- [指示 1] 下の行のうち、「leopard」という文字列を含む行の数を数え、数だけを書く。大文字と小文字は区別する。

- [本文]
┄┄┄┄┄┄
新たなアナリスト像を目指す。DeNA中井大介内野手(32)は来季から「ゲームアナリスト」に転身する。他球団でいうスコアラー。配球データなどを収集、分析して、選手や首脳陣などに相手投手や打者の攻略法を助言する仕事だ。職務は予想範囲内だったが、パソコン操作には苦戦。「商業高校なのでパソコンはありましたけど。研修していますが、ほぼ忘れていますね」と奮闘中だ。

10月20日、巨人戦で右前打を放つDeNA中井
10月20日、巨人戦で右前打を放つDeNA中井

現役時代、実績を残しても自信がなかった。宇治山田商(三重)では高校通算28本塁打、最速146キロと投打で注目された。プロでも高卒1年目から2軍では4番。2年目には平成生まれで最初に1軍で本塁打を放った。だが「この世界で自分がどういうレベルか現実を突きつけられた。なかなか自信を持てなかった」。15年に巨人の83代4番、17年には球団1万号とキャリアを重ねたが18年に戦力外通告。合同トライアウトをへてDeNAに移籍した。
┄┄┄┄┄┄
- [指示 2] 本文によると、中井は宇治山田商で高校通算何本の本塁打を打ったか。

- [入力行]
┄┄┄┄┄┄
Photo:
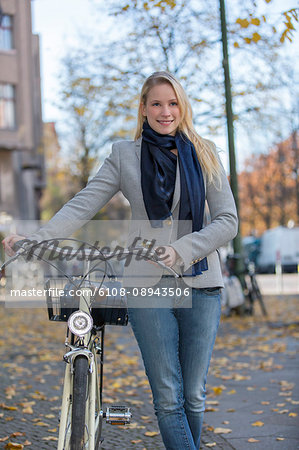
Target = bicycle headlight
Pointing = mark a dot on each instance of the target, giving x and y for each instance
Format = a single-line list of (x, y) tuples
┄┄┄┄┄┄
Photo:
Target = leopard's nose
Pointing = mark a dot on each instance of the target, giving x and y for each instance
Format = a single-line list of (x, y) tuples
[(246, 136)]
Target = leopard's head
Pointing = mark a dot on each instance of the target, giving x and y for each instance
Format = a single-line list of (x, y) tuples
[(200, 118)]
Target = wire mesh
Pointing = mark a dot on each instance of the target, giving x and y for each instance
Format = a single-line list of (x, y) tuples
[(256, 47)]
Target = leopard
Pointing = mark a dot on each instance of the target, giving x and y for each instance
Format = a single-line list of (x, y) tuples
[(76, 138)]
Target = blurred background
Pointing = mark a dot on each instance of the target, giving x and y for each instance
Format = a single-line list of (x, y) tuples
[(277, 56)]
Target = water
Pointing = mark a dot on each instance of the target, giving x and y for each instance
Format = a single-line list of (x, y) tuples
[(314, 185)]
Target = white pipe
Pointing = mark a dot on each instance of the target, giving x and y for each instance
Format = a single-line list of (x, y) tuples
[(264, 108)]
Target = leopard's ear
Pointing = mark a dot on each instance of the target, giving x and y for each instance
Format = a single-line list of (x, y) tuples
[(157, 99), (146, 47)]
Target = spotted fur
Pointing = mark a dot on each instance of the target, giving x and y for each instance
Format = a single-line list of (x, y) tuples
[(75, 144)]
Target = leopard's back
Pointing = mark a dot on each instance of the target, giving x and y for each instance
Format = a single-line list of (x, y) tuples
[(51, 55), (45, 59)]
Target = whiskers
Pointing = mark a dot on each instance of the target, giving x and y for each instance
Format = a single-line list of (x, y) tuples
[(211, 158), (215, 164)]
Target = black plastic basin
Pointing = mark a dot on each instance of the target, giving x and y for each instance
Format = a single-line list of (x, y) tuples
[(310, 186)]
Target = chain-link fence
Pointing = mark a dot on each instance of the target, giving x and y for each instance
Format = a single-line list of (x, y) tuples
┄┄┄┄┄┄
- [正解 1] 5

- [正解 2] 28本。